▶ _EXERCISE DETAILS_:
Each line of data below is to be returned exactly, leaving out any picture.

SOURCE MATERIAL START

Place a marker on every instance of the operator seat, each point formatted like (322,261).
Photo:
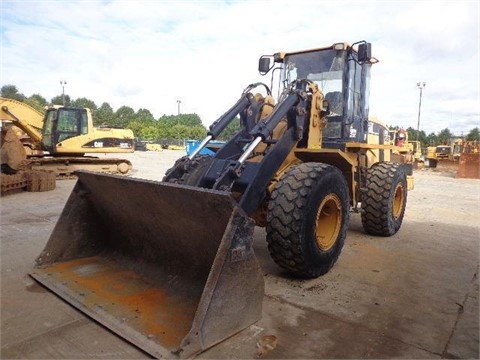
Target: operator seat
(335,101)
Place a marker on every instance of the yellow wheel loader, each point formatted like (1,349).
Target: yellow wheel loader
(170,265)
(59,139)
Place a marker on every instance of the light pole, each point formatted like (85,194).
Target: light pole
(420,86)
(178,106)
(63,83)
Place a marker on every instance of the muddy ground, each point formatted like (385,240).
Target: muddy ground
(413,295)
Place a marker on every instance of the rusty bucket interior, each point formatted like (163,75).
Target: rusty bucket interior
(169,268)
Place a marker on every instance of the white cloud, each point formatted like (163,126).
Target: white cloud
(149,54)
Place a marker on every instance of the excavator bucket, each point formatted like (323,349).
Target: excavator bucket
(469,166)
(170,268)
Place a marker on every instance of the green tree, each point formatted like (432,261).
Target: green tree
(149,132)
(123,116)
(444,137)
(473,135)
(144,116)
(11,92)
(104,115)
(230,130)
(37,101)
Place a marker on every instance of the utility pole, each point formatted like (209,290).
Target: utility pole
(420,86)
(178,106)
(63,83)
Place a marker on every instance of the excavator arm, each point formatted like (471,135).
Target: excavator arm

SOURCE MATERIAL END

▶ _EXERCISE SOLUTION_:
Place a marker on every instance of the operator seat, each point formatted like (322,261).
Photo:
Target: operator seat
(335,101)
Place a marker on every instance of the yellow wheel loader, each point formatted like (1,349).
Target: yellow wheel loader
(170,265)
(59,139)
Place a marker on every instance of the light pole, each point formatted like (85,194).
Target: light pole
(420,86)
(178,106)
(63,83)
Place a marker on every instance of the muddy ground, each point formatted like (385,240).
Target: muddy ground
(413,295)
Place a marker on every instance of the rusty bucket interior, each point formatted like (163,75).
Target: rusty bucket interior
(169,268)
Place a marker on every instance of the white cloud, each point formatted like (163,126).
Target: white cloud
(149,54)
Place a marker on every instance of the excavator bucket, each point formatted like (323,349).
Target: excavator bucket
(469,166)
(170,268)
Place a marker on every instance of the green tree, each point formatted like (432,261).
Target: green tree
(149,132)
(123,116)
(444,137)
(473,135)
(144,116)
(11,92)
(104,115)
(230,130)
(37,101)
Place a marker on every instance of the utility pole, each point formatted like (209,290).
Target: utility pole
(420,86)
(178,106)
(63,83)
Place a marker on every instance of the excavator arm, each point formatted like (471,135).
Target: excavator arm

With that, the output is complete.